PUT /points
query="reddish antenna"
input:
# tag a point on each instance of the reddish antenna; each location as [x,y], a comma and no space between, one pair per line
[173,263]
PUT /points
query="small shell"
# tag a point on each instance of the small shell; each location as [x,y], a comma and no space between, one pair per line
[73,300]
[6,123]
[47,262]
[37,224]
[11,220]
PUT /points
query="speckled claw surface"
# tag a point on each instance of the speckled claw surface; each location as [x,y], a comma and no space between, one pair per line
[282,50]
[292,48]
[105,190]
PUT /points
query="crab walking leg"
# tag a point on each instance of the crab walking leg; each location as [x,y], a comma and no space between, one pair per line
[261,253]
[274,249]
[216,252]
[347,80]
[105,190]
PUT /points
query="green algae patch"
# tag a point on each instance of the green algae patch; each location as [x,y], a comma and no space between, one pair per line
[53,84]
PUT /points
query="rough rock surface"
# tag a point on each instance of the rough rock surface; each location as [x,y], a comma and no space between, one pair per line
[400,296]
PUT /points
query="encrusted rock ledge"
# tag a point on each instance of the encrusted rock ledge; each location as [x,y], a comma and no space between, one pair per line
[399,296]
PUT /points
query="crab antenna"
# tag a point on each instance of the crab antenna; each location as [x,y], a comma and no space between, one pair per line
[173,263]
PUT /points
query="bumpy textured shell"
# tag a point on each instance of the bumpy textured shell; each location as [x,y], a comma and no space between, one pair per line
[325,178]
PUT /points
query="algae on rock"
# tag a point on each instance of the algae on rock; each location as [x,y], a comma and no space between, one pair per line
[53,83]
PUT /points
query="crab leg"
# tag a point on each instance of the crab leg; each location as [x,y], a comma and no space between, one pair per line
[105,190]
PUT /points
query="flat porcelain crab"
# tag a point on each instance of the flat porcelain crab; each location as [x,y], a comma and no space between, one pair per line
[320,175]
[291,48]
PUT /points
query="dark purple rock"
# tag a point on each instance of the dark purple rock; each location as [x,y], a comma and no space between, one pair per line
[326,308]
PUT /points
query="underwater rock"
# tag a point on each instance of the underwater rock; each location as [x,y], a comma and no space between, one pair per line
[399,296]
===============
• Written problem: Extract the full listing above without alteration.

• Written answer:
PUT /points
query="reddish antenna"
input:
# tag a point on each instance of the reddish antenna; each location as [x,y], a comma and no space between, one pair per line
[173,263]
PUT /points
query="small shell"
# tag a point on each instance of the small shell; each location as [x,y], a comma and no space between, one pair per line
[73,300]
[6,123]
[47,262]
[37,224]
[11,220]
PUT /points
query="speckled claw surface"
# tag a point on each instance of the speckled claw surface; each location as [x,y], a comma and no space between, one pair per line
[282,50]
[292,48]
[105,190]
PUT /points
query="crab walking leg"
# tag a point on each instance of the crab walking leg; each location as [x,y], a comma and no space between, one pair per line
[261,253]
[274,249]
[216,252]
[347,80]
[105,190]
PUT /points
query="green algae patch"
# tag a point on each instance of the green algae patch; each location as [x,y], a comma and no space between, one pair per line
[53,84]
PUT /points
query="rough rock surface"
# tag a point on each instance of the rough rock surface; each location as [x,y], a comma and no space between, one pair per line
[400,296]
PUT /points
query="encrusted rock ledge"
# tag a point on each instance of the encrusted rock ledge; each location as [x,y], a comma and no space between, one pair per line
[399,296]
PUT /points
query="crab antenna"
# tag a point on each instance of the crab antenna; each location as [x,y], a comma and no space between, one pair per line
[173,263]
PUT /points
query="bumpy textured shell"
# tag a point on each instance of the bumpy textured shell; each location as [x,y], a comma and no space between, one pair per line
[325,178]
PUT /points
query="algae on rock"
# tag a point on each instance of the algae on rock; each location as [x,y], a comma and no space between, one pair per line
[53,83]
PUT /points
query="crab leg"
# tag a point on each instance of the crab leg; each location as [x,y], a comma and no space between, one pair per line
[105,190]
PUT /points
query="flat porcelain crab"
# tag a point on each instance of the flat porcelain crab; each location as [x,y], a comma and no space between, one pair per line
[320,175]
[291,48]
PUT /points
query="dark purple rock"
# tag a point on each instance of the dark purple rock; each location as [x,y], a comma and no space between, one pair per line
[326,308]
PUT /points
query="underwater rock"
# tag a point on each instance of the underwater rock; each location as [x,y], a comma and no space between, one pair per line
[399,296]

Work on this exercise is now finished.